(JOB)
Echo the lines of the records below without any change, from the line containing "Please spot the sign" up to and including the line containing "(1223, 575)".
***** RAW DATA *****
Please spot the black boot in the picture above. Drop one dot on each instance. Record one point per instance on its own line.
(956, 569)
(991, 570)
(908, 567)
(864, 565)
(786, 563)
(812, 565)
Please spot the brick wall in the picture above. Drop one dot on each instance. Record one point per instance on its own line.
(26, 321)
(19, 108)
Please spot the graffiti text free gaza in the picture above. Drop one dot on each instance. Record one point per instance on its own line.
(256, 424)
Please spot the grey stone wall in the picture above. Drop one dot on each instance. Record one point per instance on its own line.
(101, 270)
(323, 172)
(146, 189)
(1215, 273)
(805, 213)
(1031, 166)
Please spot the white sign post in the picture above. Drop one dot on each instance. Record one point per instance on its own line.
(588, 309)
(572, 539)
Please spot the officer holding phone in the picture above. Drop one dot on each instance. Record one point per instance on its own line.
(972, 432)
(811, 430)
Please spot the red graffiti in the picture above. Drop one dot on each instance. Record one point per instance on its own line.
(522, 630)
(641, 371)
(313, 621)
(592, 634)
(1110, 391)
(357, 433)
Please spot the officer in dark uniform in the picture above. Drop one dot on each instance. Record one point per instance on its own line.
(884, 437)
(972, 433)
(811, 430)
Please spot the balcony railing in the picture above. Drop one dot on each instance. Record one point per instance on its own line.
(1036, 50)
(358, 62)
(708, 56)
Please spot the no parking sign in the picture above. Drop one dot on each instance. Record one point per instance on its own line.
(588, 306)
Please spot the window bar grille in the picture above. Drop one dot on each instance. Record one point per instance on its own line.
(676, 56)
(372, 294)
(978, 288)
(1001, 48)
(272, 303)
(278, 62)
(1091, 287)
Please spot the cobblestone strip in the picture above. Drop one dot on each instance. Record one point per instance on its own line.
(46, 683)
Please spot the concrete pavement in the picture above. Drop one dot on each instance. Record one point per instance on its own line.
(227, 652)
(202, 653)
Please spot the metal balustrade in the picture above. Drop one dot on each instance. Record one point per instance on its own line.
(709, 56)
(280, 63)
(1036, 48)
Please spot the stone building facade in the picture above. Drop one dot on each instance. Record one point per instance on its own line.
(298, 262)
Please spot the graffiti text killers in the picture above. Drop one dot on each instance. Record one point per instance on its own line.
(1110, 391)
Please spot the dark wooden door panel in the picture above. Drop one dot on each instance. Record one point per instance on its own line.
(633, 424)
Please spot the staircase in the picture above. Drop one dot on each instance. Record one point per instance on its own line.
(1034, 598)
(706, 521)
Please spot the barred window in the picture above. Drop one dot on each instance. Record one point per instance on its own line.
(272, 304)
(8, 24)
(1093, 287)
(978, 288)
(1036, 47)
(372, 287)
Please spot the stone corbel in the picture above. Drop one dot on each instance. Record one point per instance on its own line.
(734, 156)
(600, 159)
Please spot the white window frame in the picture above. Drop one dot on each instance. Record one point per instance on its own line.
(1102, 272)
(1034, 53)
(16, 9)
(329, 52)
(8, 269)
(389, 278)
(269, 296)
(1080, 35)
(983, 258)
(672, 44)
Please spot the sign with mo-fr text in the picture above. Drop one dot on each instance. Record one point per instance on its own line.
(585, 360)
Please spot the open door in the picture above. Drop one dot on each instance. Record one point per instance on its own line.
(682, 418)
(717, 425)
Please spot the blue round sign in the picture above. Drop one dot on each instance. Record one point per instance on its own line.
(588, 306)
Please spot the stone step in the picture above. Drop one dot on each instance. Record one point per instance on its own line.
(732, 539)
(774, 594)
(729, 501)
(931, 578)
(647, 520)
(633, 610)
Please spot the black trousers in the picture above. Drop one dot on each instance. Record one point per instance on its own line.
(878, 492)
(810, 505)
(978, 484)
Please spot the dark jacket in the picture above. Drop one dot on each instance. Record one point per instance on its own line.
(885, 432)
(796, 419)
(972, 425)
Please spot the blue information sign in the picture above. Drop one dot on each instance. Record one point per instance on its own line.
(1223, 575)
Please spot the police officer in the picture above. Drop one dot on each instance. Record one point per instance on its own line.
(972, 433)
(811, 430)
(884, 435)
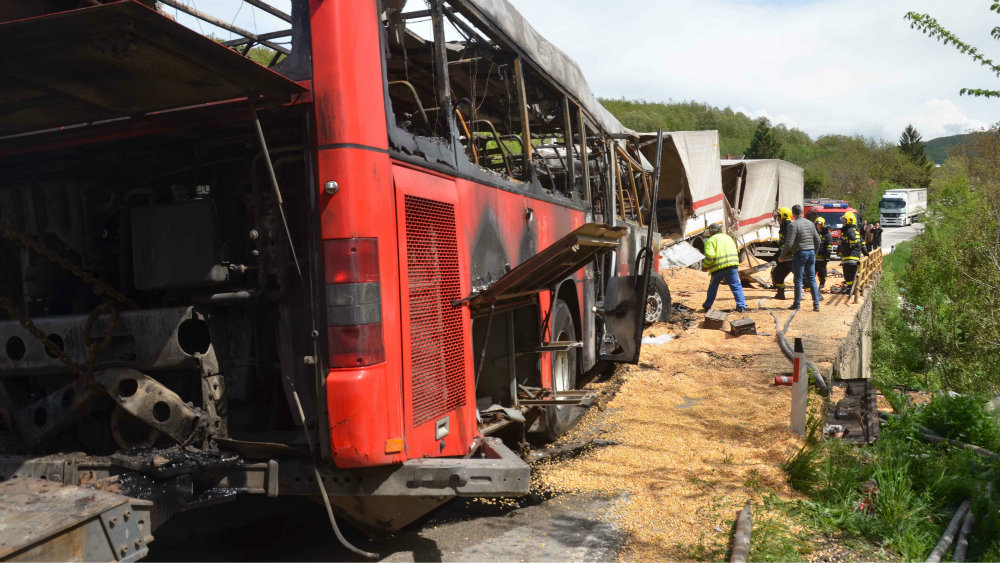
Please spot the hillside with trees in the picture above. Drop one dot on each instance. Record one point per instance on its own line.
(937, 149)
(854, 168)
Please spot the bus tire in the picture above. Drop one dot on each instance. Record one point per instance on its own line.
(657, 300)
(564, 370)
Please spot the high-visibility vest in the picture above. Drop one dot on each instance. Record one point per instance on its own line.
(720, 252)
(853, 246)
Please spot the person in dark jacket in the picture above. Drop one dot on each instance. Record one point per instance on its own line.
(781, 269)
(825, 250)
(851, 249)
(801, 244)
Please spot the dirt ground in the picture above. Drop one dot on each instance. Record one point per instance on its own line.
(698, 426)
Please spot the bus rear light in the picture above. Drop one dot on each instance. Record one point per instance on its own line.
(355, 346)
(353, 303)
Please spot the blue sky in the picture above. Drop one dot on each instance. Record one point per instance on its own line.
(828, 66)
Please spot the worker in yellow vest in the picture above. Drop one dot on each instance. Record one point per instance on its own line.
(851, 248)
(781, 267)
(721, 260)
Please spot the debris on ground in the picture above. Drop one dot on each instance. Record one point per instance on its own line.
(698, 424)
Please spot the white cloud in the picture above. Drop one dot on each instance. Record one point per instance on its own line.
(938, 117)
(824, 66)
(830, 66)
*****
(RESULT FOR THIS TASK)
Please spot the sign with mo-fr text in the picture above. Drop one dot on each instance. Record one point per instance on its own line.
(585, 360)
Please spot the open door in the picture above. Drop one dot on each instance. Record one point per instance on its own line.
(682, 418)
(717, 425)
Please spot the blue round sign in the picture above. Drop one dot on each instance. Record one point per instance on its own line.
(588, 306)
Please spot the stone step in the picture above. Drop one dot on each instance. Record one point per instance on its own line.
(732, 539)
(774, 594)
(729, 501)
(931, 578)
(647, 520)
(633, 610)
Please spot the black trousers in the picture above. Drop one dot on each instance. Record one point per instance on its own line.
(878, 492)
(810, 505)
(978, 484)
Please spot the dark jacket in the picture above. Drop one dot on each instance. Record one point per instance on its own line.
(885, 432)
(796, 419)
(972, 425)
Please spot the blue information sign in the picture above. Drop one dot on each instance. Record one point per instance on its own line.
(1223, 575)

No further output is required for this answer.